══ Records

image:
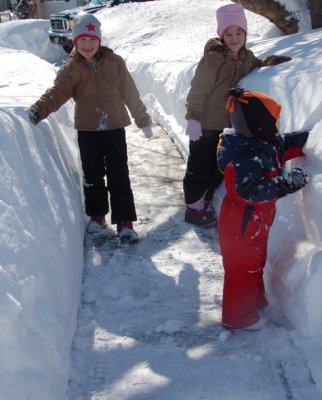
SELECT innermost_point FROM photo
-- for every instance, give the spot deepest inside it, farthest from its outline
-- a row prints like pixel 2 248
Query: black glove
pixel 295 180
pixel 215 44
pixel 274 60
pixel 33 116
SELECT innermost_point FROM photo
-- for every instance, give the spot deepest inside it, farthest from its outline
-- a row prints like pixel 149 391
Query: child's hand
pixel 33 116
pixel 274 60
pixel 147 130
pixel 298 177
pixel 194 130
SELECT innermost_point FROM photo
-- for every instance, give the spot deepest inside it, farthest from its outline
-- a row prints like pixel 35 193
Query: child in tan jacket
pixel 101 86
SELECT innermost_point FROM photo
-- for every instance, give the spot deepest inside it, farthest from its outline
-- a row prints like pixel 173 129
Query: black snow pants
pixel 202 174
pixel 106 174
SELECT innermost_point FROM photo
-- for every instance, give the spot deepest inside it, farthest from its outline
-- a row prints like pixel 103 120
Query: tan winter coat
pixel 215 74
pixel 100 95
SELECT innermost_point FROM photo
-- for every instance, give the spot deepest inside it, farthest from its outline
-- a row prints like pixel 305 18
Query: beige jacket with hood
pixel 101 95
pixel 215 74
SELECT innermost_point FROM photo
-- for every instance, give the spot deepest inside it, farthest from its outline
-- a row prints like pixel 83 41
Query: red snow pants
pixel 243 235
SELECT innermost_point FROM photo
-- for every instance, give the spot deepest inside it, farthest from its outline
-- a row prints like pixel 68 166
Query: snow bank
pixel 41 236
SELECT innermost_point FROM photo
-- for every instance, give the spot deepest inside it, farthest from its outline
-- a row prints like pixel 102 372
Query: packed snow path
pixel 149 320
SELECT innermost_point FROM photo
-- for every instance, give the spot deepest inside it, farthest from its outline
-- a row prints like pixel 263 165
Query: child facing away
pixel 225 61
pixel 252 157
pixel 101 86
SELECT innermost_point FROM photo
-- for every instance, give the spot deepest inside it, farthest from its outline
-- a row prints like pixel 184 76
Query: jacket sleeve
pixel 131 97
pixel 293 144
pixel 56 96
pixel 202 85
pixel 252 185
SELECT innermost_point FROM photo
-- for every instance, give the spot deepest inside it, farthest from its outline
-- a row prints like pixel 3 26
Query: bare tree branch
pixel 275 12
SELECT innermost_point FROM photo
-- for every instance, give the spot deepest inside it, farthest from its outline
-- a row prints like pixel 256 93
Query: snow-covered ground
pixel 170 281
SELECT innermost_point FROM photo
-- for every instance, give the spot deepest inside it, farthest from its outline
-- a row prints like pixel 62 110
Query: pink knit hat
pixel 229 15
pixel 86 25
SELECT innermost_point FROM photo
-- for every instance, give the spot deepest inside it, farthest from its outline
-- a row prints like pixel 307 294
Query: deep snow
pixel 42 227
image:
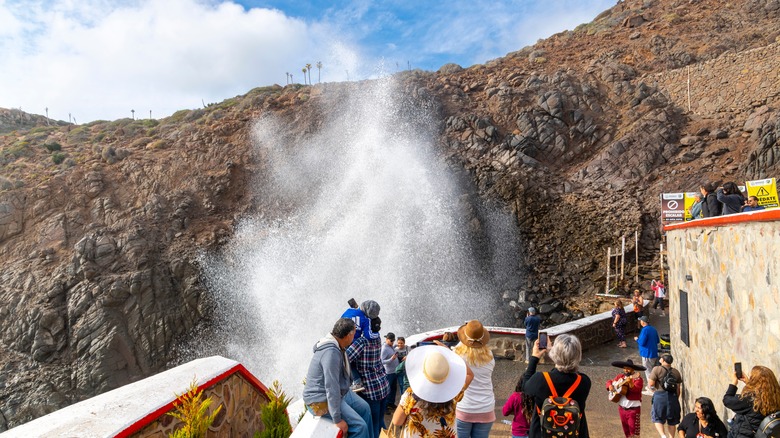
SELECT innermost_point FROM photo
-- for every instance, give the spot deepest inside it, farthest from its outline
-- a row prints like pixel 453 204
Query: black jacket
pixel 536 386
pixel 746 420
pixel 710 206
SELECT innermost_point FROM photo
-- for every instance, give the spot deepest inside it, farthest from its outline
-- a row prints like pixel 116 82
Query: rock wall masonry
pixel 731 82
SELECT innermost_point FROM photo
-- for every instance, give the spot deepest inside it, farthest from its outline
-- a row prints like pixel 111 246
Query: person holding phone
pixel 759 398
pixel 566 353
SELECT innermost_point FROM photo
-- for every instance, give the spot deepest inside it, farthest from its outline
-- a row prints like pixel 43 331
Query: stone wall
pixel 733 300
pixel 731 82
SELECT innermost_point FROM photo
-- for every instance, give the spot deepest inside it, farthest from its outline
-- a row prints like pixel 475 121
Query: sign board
pixel 690 198
pixel 765 190
pixel 672 207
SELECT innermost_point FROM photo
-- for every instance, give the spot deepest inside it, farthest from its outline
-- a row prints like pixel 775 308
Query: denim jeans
pixel 392 379
pixel 473 430
pixel 377 408
pixel 356 412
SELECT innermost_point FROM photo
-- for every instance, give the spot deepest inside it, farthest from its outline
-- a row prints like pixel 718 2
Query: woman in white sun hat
pixel 437 378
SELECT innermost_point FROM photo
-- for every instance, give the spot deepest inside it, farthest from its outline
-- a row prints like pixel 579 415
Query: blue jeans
pixel 473 430
pixel 356 412
pixel 377 408
pixel 392 379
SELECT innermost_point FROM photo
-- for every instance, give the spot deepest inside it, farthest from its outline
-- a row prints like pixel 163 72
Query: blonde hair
pixel 763 387
pixel 474 356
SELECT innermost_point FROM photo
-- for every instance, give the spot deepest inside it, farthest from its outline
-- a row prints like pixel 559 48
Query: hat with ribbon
pixel 473 334
pixel 436 374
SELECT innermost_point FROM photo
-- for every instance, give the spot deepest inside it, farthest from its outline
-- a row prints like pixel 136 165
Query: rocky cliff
pixel 101 225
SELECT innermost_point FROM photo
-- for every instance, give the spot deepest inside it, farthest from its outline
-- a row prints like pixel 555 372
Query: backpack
pixel 769 427
pixel 669 382
pixel 560 416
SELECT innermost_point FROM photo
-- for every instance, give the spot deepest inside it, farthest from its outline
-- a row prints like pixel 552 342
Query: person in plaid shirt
pixel 366 354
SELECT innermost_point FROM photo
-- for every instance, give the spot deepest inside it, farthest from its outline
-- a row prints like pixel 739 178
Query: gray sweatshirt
pixel 328 376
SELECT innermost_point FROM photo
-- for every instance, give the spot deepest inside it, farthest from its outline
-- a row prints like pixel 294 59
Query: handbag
pixel 391 432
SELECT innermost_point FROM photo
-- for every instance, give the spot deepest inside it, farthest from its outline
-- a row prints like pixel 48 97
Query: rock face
pixel 101 225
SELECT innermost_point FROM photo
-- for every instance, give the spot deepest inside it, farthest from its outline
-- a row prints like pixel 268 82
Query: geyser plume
pixel 362 208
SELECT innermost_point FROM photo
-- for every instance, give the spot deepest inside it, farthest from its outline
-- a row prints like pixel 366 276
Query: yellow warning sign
pixel 765 190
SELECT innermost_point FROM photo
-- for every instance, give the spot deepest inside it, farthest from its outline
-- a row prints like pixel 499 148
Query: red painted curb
pixel 148 419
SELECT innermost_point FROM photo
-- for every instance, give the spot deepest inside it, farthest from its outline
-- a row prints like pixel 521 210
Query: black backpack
pixel 669 382
pixel 769 427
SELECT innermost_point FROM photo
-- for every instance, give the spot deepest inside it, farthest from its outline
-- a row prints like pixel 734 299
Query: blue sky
pixel 98 59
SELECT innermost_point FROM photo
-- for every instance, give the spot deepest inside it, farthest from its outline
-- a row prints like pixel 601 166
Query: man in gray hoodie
pixel 327 390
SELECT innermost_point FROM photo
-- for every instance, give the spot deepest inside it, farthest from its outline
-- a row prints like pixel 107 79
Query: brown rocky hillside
pixel 101 224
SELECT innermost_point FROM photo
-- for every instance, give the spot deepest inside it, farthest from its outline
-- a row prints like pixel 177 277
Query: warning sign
pixel 765 190
pixel 690 199
pixel 672 207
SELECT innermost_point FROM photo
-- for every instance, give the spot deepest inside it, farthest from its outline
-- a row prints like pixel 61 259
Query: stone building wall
pixel 731 82
pixel 733 302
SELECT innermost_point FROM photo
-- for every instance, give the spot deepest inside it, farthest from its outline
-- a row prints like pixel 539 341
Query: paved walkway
pixel 603 420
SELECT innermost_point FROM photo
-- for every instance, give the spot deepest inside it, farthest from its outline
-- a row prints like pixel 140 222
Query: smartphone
pixel 542 341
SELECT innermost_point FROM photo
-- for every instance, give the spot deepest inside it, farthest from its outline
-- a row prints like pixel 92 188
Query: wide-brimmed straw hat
pixel 473 334
pixel 436 374
pixel 628 364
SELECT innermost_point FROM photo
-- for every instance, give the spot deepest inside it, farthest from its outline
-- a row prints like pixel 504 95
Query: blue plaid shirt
pixel 366 355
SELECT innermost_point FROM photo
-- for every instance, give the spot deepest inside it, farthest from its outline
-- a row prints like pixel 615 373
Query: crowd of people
pixel 722 201
pixel 447 390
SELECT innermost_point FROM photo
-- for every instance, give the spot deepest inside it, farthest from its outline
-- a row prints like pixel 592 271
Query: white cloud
pixel 98 60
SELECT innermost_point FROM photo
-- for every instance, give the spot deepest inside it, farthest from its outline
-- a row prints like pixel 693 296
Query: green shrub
pixel 193 412
pixel 57 157
pixel 273 415
pixel 53 147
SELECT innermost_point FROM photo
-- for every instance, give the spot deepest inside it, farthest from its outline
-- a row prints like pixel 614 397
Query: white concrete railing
pixel 128 409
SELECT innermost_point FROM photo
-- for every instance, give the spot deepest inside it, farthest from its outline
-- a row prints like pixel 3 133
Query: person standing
pixel 476 411
pixel 619 321
pixel 390 362
pixel 702 422
pixel 326 392
pixel 659 293
pixel 566 354
pixel 532 322
pixel 710 206
pixel 759 398
pixel 666 399
pixel 366 354
pixel 648 348
pixel 629 383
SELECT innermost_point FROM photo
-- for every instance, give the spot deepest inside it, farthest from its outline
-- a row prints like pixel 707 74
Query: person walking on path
pixel 532 322
pixel 759 398
pixel 520 406
pixel 648 348
pixel 476 411
pixel 667 382
pixel 326 392
pixel 566 354
pixel 619 321
pixel 390 361
pixel 629 383
pixel 659 293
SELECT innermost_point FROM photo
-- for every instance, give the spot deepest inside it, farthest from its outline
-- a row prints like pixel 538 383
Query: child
pixel 521 406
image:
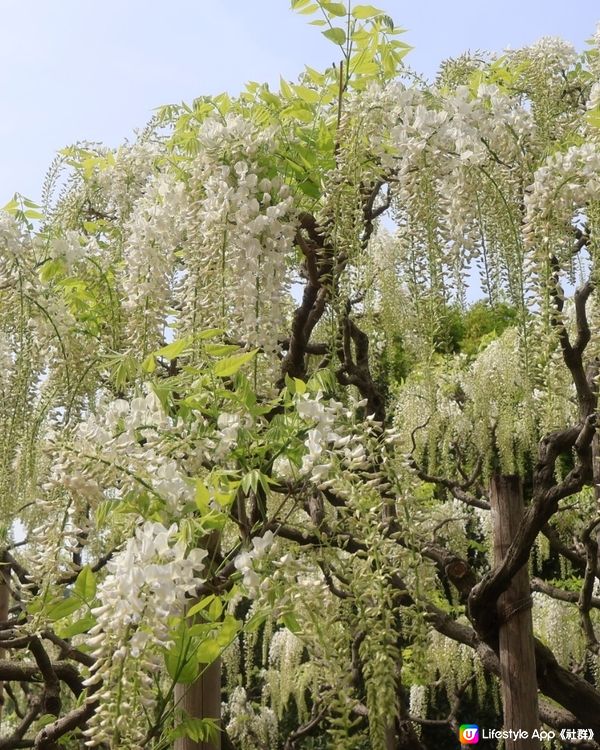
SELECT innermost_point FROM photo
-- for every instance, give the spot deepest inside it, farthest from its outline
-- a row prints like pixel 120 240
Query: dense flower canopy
pixel 236 420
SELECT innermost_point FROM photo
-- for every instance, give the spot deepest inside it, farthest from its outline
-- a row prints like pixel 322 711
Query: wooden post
pixel 517 650
pixel 4 606
pixel 202 700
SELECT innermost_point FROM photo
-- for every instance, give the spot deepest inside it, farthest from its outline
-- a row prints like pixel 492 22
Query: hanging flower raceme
pixel 241 230
pixel 147 585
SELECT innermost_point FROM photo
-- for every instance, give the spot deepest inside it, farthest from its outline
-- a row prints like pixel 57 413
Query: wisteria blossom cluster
pixel 146 586
pixel 240 228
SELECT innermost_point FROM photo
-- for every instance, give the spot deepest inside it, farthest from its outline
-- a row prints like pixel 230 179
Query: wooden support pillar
pixel 517 650
pixel 202 700
pixel 4 607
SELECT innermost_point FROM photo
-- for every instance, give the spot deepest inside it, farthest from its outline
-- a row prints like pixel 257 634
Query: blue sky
pixel 77 69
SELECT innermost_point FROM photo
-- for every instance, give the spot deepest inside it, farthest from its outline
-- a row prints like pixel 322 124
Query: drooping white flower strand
pixel 147 585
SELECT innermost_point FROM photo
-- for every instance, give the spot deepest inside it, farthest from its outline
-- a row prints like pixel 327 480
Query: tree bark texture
pixel 202 700
pixel 516 643
pixel 4 606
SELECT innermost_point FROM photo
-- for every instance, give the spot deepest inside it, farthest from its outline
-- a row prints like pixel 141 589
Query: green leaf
pixel 215 609
pixel 593 117
pixel 208 651
pixel 85 585
pixel 79 626
pixel 365 11
pixel 12 206
pixel 291 623
pixel 336 9
pixel 149 364
pixel 210 333
pixel 63 609
pixel 255 622
pixel 174 349
pixel 336 35
pixel 308 95
pixel 202 497
pixel 230 365
pixel 199 606
pixel 309 9
pixel 218 350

════

With the pictures omitted, set down each line exactly, starting at the first line of the records above and ending with the line that contains "-- a row prints like pixel 305 18".

◆ **Task result**:
image:
SELECT innermost_point FROM photo
-- for every instance, give the spot deepest inside it, farthest from its outline
-- a row prints like pixel 2 248
Query: black glove
pixel 295 180
pixel 215 44
pixel 274 60
pixel 33 116
SELECT innermost_point FROM photo
-- for every instance, give the spot deepest inside it, farthest from its outline
-- a row prints like pixel 149 391
Query: child's hand
pixel 33 116
pixel 274 60
pixel 147 130
pixel 298 177
pixel 194 130
SELECT innermost_point FROM photo
-- for every instance, give the spot deepest inside it, farthest from its outline
-- a row prints like pixel 35 193
Query: child in tan jacket
pixel 101 86
SELECT innermost_point FROM photo
-- for every instance, give the spot deepest inside it, farthest from its outline
-- a row prints like pixel 173 129
Query: black snow pants
pixel 202 174
pixel 106 174
SELECT innermost_point FROM photo
-- for every instance, give the spot deepest inside it, farthest from its outline
-- a row prints like pixel 103 120
Query: tan winter coat
pixel 215 74
pixel 100 95
SELECT innermost_point FROM photo
-- for every instance, give the spot deepest inside it, farthest from its outline
-- a row prints like pixel 305 18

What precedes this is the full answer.